--- Start Material shown ---
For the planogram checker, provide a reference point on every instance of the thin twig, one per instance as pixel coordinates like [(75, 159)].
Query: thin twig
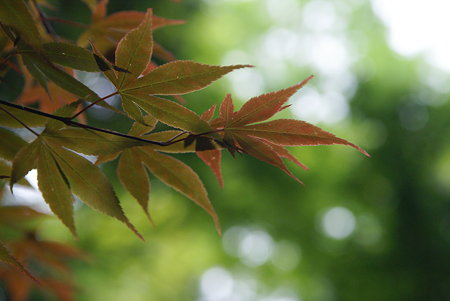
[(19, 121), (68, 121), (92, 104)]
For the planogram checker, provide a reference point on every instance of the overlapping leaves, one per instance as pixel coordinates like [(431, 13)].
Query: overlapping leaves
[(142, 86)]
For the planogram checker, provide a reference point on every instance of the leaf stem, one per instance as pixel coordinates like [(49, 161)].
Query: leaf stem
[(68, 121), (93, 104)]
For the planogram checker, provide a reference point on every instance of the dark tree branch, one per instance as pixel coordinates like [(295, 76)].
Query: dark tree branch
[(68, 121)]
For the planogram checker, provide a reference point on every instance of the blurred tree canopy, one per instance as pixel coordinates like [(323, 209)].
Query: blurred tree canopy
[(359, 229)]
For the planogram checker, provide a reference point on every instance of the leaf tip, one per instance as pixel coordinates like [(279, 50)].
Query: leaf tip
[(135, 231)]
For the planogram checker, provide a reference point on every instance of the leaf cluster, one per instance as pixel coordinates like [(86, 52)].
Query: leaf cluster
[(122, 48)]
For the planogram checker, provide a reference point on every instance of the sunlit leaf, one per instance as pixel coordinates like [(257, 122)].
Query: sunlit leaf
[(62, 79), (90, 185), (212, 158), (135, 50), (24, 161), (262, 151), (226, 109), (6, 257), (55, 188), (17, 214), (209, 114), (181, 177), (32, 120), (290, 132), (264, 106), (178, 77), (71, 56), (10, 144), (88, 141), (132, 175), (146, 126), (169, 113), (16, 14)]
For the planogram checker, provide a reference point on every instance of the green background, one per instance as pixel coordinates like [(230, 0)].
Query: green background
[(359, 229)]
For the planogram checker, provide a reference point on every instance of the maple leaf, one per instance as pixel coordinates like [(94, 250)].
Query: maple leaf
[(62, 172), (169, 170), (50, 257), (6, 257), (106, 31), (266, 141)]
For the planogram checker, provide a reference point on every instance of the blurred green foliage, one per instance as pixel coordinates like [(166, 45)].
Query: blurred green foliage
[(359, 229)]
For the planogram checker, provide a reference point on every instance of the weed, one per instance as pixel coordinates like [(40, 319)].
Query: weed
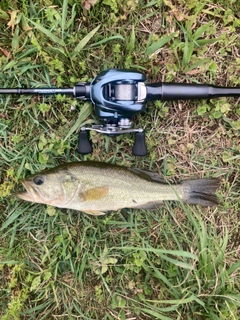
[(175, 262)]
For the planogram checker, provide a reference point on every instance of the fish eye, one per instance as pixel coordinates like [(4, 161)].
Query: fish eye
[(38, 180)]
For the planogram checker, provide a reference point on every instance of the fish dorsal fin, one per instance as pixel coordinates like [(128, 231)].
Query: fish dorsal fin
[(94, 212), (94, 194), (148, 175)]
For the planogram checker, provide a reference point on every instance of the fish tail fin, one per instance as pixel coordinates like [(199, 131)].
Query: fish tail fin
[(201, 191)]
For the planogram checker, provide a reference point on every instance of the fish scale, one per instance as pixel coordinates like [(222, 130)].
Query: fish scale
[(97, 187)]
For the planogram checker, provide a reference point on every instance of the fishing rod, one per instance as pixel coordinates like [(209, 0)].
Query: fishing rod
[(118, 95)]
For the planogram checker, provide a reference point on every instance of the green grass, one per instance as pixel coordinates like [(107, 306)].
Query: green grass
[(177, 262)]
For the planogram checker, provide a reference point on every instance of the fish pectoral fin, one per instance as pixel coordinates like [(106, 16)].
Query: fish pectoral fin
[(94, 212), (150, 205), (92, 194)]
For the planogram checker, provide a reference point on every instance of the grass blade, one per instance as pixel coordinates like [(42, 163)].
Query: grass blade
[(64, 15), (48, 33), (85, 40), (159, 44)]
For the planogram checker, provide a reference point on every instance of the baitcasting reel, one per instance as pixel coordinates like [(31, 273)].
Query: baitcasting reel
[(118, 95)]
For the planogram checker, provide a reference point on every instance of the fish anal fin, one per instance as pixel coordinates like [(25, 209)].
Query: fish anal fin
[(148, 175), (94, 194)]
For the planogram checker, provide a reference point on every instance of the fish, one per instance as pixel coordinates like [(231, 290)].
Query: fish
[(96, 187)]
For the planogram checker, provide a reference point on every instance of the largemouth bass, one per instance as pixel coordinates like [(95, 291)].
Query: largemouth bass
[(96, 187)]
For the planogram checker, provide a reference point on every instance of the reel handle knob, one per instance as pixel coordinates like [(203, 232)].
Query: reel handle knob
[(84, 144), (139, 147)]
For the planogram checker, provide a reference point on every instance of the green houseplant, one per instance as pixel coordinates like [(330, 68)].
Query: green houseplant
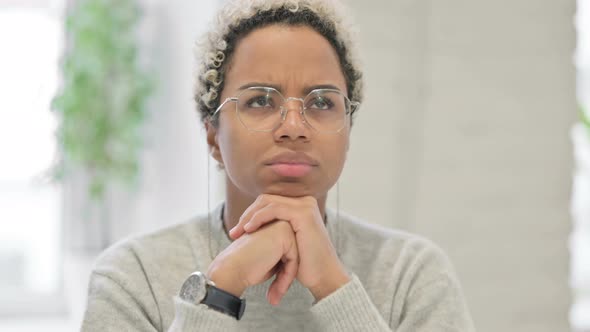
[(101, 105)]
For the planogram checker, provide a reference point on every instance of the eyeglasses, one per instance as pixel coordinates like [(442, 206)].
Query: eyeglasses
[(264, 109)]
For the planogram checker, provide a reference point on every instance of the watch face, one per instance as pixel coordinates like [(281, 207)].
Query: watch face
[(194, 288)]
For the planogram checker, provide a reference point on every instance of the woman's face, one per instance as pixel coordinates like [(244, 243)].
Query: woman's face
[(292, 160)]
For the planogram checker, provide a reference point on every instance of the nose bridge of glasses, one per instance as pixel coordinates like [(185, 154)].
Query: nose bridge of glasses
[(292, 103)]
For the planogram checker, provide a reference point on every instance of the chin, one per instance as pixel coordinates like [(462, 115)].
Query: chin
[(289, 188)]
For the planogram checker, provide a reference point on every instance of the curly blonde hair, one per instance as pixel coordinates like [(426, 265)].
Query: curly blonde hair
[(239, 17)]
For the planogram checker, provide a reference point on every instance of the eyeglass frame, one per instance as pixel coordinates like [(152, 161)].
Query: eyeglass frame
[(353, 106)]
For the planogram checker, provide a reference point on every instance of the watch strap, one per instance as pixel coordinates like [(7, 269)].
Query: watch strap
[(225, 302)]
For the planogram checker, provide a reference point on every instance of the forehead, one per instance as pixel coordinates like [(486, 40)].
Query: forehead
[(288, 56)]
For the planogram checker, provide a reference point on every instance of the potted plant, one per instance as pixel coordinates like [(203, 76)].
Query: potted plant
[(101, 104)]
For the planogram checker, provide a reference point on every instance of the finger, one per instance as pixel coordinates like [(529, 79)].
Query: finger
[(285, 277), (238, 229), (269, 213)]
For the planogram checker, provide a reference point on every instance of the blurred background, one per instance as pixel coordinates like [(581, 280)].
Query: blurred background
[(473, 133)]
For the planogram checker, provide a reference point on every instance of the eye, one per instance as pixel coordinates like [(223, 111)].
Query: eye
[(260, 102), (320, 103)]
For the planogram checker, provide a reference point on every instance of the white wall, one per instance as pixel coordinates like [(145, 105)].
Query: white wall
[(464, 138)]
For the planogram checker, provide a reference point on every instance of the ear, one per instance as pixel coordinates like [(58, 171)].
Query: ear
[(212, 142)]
--- End Material shown ---
--- Start Material shown ---
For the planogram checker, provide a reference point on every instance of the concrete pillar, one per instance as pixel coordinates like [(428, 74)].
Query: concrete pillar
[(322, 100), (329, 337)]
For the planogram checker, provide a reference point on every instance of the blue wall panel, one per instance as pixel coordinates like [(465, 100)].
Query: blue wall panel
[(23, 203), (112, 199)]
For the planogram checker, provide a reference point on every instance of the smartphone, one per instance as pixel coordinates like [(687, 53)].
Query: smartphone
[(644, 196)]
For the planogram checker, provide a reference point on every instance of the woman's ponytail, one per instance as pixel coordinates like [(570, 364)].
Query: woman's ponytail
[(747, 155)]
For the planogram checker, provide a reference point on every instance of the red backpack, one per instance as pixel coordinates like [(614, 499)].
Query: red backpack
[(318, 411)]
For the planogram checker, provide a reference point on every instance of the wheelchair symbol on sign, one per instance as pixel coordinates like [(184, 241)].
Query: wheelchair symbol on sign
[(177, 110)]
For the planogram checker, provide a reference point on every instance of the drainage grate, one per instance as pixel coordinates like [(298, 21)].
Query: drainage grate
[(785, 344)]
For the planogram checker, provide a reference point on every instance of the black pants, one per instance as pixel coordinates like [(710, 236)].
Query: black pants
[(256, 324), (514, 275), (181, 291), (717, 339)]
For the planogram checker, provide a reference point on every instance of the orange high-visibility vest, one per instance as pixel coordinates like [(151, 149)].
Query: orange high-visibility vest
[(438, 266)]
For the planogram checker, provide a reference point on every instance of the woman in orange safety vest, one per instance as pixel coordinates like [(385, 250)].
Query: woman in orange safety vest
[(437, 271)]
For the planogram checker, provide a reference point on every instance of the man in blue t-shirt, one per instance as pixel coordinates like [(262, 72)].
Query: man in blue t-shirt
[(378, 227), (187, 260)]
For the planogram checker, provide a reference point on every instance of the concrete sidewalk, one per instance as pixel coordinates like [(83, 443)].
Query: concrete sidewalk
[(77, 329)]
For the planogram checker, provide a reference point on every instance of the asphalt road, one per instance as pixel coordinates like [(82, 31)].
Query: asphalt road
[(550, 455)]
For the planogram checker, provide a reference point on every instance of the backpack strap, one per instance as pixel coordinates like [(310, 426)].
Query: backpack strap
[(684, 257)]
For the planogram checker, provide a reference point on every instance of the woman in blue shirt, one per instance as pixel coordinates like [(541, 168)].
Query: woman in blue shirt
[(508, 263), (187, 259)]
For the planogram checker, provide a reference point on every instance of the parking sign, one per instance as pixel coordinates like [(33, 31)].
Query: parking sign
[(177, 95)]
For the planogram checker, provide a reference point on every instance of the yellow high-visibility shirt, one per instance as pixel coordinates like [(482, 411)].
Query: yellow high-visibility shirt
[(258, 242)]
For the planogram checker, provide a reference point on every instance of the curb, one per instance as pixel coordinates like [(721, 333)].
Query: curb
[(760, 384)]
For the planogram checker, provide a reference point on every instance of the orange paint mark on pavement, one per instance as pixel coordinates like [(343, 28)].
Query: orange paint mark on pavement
--- End Material shown ---
-- Challenge --
Pull out every line of the records above that contains the string "houseplant", and copy each one in full.

-- Answer for the task --
For the planogram checker, provide a reference point on every instance of the green houseplant, one per instance as pixel coordinates like [(330, 68)].
Query: green houseplant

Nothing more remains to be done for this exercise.